-- Begin TASK INPUTS --

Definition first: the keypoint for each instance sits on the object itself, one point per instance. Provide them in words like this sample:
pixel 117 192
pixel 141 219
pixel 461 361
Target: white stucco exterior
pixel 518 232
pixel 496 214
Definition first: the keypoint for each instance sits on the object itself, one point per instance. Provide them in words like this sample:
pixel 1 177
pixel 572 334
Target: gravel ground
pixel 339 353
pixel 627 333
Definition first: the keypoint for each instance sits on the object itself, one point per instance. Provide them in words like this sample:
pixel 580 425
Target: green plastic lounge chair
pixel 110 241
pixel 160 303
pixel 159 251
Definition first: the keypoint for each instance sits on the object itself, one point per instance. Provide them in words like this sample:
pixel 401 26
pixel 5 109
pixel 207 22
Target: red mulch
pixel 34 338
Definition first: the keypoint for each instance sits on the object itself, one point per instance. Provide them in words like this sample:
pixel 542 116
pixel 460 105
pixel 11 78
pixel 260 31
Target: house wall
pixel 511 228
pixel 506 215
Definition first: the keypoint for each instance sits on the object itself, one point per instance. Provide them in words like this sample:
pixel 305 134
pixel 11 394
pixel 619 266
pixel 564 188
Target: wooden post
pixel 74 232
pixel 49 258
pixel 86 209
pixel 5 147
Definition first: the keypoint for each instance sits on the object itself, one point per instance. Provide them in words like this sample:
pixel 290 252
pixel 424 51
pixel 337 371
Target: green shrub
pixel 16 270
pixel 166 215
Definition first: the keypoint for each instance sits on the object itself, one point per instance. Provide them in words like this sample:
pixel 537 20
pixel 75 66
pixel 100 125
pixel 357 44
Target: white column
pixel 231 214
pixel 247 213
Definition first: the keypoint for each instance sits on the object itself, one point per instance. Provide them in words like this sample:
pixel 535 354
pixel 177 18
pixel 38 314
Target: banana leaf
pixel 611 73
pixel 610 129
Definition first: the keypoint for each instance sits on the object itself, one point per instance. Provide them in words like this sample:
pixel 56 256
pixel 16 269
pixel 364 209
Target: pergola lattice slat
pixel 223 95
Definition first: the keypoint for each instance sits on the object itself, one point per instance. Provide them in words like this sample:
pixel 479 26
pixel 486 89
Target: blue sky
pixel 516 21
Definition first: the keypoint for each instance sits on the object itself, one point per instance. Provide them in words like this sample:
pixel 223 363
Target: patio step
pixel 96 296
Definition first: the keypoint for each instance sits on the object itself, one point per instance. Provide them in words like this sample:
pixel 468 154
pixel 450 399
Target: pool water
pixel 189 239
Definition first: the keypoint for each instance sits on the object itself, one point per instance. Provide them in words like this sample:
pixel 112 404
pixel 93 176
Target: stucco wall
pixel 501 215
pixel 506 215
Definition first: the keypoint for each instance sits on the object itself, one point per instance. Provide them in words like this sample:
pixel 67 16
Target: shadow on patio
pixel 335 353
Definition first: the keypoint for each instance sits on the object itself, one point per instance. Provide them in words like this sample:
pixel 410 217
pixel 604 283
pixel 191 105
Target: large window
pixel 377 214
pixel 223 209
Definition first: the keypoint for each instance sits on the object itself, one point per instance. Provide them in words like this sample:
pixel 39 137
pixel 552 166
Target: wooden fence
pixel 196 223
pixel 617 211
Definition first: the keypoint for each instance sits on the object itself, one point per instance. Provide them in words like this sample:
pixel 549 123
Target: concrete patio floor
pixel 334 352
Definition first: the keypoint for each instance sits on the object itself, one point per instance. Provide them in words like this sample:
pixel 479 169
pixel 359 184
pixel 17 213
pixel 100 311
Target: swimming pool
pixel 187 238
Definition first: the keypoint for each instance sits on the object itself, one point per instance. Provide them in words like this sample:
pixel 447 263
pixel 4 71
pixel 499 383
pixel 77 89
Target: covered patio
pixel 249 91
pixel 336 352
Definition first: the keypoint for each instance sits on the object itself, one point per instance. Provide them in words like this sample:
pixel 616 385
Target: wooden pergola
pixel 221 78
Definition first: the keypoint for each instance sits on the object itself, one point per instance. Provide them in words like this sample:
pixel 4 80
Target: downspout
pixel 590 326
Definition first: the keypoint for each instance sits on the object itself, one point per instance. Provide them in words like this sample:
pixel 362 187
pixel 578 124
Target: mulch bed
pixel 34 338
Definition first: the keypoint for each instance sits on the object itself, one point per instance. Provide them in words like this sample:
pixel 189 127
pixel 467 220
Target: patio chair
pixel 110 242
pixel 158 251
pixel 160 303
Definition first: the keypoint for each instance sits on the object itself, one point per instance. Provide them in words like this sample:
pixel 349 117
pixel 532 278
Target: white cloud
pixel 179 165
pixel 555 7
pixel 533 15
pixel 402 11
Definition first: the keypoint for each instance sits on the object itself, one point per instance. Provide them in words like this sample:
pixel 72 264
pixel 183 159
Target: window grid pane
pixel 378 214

-- End TASK INPUTS --
-- Begin TASK INPUTS --

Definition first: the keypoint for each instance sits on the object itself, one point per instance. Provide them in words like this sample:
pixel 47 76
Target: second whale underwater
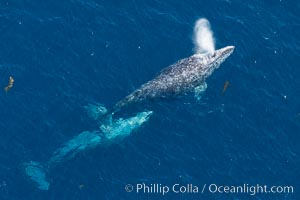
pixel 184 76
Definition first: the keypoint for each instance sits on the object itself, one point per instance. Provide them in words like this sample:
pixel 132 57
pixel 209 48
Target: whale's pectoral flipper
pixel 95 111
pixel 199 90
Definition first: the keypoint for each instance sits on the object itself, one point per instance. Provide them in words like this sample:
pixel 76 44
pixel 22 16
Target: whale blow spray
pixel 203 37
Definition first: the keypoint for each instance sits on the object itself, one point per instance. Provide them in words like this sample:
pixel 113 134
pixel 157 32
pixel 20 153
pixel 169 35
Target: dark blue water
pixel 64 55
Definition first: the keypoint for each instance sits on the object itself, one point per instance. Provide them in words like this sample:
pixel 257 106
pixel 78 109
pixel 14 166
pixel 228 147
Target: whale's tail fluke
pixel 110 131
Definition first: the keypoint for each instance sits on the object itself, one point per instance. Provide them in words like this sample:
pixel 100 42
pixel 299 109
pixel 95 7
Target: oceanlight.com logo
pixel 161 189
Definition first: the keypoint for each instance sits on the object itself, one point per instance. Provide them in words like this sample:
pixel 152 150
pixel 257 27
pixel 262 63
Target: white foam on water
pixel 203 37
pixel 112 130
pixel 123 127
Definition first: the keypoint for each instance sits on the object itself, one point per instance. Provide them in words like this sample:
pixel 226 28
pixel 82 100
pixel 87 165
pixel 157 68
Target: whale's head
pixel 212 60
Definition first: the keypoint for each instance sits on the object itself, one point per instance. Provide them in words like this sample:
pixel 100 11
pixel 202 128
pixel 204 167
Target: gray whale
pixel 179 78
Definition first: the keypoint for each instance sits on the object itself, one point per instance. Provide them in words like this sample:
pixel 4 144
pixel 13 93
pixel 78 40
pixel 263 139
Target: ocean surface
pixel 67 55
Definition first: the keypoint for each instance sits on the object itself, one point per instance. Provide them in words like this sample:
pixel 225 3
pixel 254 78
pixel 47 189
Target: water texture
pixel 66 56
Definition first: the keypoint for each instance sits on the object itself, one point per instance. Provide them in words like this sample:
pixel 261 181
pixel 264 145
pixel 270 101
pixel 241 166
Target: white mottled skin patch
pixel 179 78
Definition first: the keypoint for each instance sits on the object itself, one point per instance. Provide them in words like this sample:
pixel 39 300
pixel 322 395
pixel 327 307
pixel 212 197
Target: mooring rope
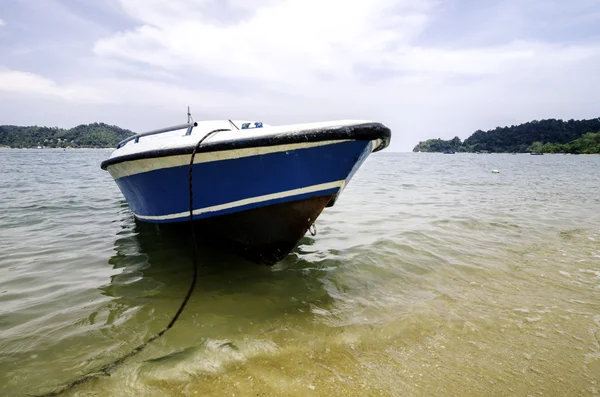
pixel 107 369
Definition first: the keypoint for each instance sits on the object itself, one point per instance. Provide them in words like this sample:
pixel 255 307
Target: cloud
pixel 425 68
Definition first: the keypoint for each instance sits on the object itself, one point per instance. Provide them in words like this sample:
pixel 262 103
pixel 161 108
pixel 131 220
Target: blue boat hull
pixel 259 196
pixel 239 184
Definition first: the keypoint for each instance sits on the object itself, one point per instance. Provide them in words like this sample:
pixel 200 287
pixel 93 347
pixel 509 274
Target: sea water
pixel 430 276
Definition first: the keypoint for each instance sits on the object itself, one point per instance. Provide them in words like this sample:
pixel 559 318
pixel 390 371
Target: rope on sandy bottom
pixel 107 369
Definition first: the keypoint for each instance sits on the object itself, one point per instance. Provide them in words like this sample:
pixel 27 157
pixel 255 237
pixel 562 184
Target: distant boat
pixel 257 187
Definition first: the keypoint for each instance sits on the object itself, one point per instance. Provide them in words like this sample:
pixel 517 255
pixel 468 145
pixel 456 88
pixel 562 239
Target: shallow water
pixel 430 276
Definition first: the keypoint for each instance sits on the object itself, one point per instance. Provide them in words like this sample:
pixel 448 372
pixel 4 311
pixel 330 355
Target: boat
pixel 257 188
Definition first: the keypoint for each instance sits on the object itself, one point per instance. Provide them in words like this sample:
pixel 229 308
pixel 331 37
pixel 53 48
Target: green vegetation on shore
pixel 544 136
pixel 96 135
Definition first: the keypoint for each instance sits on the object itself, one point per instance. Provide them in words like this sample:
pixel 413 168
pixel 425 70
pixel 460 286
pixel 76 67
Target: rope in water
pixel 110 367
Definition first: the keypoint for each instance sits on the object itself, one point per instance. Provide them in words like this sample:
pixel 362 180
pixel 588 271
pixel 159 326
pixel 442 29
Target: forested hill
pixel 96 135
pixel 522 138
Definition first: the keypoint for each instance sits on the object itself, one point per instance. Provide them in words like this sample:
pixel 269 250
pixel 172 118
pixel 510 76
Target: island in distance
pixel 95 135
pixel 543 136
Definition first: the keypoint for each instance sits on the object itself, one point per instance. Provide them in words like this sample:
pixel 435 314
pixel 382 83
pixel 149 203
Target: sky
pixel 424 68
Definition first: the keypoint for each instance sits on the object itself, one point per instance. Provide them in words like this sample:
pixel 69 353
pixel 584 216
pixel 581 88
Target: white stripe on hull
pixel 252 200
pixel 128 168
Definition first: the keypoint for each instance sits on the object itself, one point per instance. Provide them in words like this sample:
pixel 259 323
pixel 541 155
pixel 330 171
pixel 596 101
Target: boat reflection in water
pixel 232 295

-- End TASK INPUTS --

TASK PROMPT
Filter the entries above, copying every line that contains the word "green". Case counts.

FULL OUTPUT
Target: green plastic lounge chair
Target: green shrub
Target: green vegetation on shore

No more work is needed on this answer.